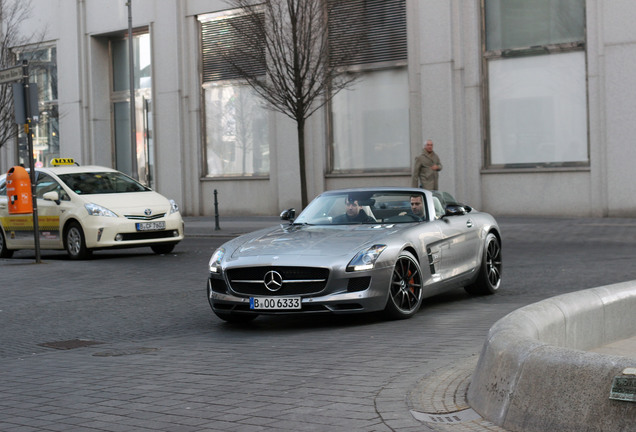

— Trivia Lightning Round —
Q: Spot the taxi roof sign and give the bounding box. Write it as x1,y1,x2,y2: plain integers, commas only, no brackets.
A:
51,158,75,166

--

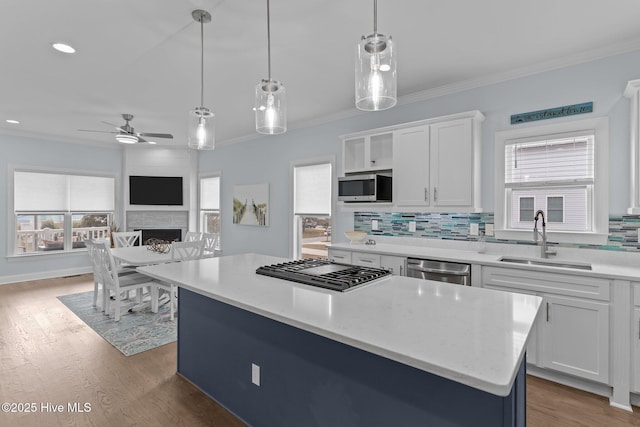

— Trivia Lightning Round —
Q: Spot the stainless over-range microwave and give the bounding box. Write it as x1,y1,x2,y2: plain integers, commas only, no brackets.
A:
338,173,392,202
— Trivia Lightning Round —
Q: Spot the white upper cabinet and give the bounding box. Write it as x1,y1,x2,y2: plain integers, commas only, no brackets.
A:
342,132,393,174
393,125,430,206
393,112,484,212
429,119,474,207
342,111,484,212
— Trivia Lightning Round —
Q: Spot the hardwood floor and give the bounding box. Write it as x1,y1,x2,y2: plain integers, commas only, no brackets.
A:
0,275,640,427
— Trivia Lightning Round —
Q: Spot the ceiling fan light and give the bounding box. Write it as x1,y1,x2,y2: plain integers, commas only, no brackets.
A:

==

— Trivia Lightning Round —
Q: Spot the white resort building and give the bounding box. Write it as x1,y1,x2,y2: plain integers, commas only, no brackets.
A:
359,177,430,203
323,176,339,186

Written problem — Copy out each line above that contains the word "white".

Solution to the exercise —
Q: Spot the white upper cabinet and give the bounding box. Write it as x1,y1,x2,y2: plain integers, commas only, no brackets.
Q: Spot the white resort building and give the bounding box. Write it as x1,y1,x2,y2: plain integers, commas only, no brackets.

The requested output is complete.